▶ _Your goal_: Count the lines in the items that contain the string "steep", matching case exactly, and give only the number.

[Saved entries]
■ ■ ■ ■ ■ ■ ■
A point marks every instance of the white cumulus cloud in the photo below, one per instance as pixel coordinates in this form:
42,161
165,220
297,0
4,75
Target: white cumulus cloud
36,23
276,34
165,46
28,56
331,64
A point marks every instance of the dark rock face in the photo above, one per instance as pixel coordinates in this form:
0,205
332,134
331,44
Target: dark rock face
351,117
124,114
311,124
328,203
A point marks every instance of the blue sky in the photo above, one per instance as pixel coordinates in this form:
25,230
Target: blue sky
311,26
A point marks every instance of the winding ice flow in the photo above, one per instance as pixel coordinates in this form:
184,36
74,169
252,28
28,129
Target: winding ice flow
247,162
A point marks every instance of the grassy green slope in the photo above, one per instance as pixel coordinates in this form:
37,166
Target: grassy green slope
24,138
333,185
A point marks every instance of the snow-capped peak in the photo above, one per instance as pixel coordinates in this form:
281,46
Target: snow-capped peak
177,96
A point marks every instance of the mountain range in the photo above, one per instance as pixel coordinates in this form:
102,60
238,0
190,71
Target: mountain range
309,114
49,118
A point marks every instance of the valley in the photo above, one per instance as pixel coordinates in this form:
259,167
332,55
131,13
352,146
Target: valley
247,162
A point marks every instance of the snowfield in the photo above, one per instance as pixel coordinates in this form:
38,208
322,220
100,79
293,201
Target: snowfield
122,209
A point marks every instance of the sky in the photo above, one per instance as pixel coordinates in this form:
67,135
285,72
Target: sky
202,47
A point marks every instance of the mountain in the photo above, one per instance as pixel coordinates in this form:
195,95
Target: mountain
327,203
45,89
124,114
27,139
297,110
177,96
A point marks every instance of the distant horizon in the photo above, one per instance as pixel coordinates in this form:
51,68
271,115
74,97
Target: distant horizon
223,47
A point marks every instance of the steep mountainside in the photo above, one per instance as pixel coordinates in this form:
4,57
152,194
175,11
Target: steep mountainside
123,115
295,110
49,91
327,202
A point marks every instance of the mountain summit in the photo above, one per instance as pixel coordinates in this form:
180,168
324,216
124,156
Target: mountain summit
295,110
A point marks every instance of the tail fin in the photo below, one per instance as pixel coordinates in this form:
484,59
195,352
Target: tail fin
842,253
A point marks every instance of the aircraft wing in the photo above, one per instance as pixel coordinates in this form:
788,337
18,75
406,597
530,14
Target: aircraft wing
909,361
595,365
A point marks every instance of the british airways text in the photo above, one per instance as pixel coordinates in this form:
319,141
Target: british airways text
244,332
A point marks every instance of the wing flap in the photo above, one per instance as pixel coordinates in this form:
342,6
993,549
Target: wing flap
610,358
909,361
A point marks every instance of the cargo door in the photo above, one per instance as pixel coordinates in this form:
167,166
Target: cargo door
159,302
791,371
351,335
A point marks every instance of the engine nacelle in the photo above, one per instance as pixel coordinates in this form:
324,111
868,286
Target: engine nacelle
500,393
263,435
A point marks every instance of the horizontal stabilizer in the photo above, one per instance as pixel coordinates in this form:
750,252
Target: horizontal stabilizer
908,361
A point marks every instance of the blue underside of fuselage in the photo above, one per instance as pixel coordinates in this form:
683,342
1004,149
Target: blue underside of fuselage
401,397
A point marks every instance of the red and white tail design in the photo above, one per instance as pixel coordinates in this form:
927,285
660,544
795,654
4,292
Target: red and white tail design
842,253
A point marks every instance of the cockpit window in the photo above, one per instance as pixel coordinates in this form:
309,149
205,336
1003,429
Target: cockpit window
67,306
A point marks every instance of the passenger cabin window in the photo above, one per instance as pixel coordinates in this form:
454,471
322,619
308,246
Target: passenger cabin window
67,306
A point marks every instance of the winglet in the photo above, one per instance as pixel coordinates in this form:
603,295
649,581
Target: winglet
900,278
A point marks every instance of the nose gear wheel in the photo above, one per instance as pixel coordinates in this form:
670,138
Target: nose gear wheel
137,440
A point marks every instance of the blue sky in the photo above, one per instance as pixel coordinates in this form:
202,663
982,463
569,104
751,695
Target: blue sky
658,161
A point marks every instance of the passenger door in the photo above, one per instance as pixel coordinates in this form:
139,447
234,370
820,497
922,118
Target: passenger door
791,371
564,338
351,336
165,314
■ ■ ■ ■ ■ ■ ■
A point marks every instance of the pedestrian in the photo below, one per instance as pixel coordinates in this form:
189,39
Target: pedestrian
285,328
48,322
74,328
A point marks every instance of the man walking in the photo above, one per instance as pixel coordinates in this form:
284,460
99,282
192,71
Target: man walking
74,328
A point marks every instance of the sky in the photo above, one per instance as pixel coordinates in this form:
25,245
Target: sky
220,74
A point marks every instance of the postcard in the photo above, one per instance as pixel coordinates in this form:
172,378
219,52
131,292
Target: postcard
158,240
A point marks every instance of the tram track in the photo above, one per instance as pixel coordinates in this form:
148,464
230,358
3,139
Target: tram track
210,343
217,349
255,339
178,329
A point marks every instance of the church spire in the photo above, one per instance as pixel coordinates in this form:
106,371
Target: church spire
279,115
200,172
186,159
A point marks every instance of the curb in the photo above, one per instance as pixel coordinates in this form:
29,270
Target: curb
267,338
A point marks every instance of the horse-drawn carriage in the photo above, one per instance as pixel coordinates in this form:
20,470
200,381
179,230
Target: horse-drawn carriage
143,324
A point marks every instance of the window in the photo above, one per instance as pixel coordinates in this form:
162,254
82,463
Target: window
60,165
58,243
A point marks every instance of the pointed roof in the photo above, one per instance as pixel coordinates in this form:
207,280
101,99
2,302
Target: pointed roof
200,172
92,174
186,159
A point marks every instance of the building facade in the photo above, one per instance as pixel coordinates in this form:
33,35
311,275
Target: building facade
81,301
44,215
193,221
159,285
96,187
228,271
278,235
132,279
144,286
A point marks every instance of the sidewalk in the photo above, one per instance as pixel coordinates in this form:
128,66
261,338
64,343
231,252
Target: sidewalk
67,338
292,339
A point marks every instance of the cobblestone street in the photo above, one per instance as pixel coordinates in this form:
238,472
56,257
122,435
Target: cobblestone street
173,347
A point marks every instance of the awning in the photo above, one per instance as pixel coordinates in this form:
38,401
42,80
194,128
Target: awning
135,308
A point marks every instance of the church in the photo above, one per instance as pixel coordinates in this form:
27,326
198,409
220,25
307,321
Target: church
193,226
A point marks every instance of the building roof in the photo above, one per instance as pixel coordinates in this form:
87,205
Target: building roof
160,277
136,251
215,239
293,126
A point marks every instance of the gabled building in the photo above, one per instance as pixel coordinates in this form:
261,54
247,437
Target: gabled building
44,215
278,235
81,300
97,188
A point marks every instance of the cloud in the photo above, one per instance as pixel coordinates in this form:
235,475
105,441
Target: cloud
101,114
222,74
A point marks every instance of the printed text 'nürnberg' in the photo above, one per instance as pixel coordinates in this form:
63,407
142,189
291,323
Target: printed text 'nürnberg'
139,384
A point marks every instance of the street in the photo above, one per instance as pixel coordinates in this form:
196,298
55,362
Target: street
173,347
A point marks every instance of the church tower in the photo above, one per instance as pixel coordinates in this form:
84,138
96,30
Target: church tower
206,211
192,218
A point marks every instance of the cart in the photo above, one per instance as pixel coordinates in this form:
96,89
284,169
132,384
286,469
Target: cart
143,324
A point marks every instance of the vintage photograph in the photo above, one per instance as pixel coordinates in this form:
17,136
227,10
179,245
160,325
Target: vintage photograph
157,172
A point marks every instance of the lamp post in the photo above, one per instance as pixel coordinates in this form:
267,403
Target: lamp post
■ ■ ■ ■ ■ ■ ■
▶ _Complete answer_: 2